▼▼▼

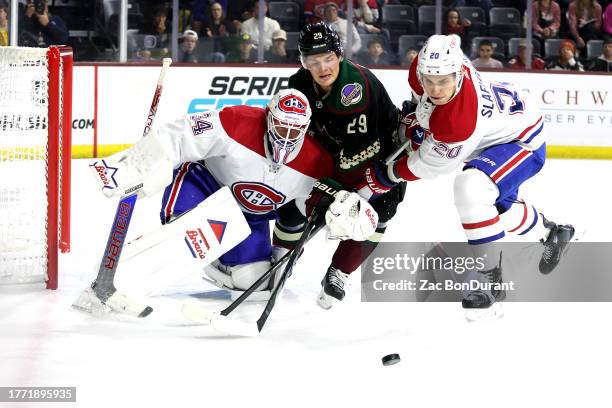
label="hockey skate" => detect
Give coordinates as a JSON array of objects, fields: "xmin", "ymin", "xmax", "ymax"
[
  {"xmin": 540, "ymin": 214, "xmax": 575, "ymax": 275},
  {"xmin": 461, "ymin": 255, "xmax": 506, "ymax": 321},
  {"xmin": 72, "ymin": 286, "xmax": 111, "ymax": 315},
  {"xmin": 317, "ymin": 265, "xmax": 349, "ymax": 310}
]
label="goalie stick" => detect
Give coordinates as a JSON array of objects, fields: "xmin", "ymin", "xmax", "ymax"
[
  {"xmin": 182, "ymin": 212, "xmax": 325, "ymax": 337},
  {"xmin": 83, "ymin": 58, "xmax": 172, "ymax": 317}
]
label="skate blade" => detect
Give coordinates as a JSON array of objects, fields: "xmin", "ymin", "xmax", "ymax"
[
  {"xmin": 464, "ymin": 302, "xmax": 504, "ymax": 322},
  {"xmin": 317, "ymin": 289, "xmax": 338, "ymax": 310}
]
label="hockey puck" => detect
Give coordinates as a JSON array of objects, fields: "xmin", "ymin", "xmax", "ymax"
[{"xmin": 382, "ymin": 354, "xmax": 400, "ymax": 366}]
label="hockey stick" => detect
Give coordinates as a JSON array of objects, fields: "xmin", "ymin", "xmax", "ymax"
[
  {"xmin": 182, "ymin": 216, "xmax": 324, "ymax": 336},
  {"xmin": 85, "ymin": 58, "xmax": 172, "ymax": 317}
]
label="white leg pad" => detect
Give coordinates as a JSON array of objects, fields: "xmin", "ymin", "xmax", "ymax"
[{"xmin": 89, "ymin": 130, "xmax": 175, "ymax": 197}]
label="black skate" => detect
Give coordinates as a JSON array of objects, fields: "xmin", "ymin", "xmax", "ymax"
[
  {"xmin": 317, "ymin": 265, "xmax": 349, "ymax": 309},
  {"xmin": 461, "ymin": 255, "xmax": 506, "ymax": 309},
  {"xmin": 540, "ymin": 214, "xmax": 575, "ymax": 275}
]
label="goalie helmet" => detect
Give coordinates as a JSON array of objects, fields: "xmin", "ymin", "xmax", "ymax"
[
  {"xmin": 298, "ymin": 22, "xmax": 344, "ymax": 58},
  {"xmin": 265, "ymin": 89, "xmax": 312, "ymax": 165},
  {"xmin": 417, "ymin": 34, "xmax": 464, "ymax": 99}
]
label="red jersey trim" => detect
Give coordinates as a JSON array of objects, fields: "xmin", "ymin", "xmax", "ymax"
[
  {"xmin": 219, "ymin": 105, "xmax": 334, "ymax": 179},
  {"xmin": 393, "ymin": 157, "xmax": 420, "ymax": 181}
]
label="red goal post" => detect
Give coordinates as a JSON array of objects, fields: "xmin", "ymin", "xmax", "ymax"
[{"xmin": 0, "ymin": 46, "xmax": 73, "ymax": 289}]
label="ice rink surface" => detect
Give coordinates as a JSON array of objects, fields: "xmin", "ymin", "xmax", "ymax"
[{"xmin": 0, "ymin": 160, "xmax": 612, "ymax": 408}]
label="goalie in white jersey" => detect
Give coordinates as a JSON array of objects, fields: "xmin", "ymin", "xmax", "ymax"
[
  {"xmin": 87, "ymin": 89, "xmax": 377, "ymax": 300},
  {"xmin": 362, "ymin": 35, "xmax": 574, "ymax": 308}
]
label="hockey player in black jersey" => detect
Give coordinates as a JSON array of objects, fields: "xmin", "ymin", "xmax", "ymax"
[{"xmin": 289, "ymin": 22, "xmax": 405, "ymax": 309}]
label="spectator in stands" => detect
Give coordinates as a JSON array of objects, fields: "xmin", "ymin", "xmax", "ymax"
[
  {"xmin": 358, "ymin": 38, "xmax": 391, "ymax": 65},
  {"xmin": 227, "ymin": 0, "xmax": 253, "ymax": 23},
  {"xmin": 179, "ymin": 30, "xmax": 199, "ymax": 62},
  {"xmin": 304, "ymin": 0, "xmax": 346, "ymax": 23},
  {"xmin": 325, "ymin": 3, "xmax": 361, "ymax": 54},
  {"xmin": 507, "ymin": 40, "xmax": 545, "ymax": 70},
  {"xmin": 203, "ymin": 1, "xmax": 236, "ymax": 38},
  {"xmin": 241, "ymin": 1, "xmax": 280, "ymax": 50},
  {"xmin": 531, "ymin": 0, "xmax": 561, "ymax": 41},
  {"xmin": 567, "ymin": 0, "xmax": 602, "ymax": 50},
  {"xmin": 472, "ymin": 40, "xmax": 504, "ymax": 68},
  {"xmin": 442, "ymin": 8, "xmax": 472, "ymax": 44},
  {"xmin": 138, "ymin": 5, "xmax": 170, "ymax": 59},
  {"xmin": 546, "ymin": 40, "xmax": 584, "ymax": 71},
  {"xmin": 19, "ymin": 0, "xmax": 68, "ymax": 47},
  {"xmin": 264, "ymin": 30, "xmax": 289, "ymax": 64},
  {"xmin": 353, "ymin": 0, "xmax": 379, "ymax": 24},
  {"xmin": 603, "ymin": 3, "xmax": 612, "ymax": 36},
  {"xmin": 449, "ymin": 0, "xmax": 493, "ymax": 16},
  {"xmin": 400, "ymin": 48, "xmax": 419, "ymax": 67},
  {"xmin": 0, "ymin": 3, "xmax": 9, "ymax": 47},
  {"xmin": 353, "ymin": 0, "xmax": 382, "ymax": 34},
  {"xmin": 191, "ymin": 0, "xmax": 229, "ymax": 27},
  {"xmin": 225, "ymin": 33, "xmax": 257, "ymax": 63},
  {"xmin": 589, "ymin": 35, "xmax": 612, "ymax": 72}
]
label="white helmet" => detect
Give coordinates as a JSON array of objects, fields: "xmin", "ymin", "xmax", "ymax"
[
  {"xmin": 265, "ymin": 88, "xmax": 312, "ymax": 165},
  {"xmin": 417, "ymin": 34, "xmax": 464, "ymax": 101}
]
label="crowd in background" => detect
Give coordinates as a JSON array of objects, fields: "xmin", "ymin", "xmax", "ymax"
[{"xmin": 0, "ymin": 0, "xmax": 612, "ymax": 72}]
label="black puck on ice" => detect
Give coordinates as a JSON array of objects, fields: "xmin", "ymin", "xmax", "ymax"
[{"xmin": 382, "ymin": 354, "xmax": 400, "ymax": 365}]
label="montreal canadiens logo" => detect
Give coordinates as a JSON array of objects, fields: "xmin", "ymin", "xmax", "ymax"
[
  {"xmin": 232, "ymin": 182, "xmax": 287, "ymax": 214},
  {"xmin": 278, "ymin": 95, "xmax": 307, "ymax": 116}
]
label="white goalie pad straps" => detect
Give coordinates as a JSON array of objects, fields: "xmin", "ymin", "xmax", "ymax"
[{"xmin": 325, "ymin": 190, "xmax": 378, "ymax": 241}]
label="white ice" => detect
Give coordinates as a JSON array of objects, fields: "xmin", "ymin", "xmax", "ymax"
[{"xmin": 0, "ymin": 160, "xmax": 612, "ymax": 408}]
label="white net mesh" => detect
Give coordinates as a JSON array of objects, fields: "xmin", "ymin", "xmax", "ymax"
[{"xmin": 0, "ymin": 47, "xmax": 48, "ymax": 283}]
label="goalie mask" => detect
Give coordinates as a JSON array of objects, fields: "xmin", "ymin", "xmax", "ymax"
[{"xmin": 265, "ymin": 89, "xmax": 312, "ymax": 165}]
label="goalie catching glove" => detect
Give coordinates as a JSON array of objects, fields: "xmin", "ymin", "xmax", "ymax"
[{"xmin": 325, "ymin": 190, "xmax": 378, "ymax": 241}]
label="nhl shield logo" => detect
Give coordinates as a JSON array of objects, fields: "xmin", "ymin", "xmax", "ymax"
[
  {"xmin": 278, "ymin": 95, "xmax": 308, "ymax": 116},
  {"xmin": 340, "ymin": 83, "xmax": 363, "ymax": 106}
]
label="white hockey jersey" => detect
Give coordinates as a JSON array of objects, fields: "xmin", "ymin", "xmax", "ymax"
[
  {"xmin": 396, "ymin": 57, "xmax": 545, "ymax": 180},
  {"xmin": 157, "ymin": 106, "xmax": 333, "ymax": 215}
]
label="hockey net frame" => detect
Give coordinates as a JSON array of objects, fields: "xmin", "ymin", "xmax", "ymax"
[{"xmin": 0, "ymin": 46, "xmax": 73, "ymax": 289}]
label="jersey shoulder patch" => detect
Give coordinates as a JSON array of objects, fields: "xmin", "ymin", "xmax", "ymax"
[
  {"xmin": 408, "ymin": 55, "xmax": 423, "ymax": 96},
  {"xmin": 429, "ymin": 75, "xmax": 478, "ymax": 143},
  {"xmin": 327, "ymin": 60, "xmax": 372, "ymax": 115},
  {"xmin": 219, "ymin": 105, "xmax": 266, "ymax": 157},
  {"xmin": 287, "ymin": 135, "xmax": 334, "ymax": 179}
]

▲▲▲

• [DESCRIPTION OF THE TASK]: Which rows above contain the string "puck"? Pick out each one and copy it whole.

• [FINISHED TASK]:
label="hockey puck" => detect
label="black puck on ice" => detect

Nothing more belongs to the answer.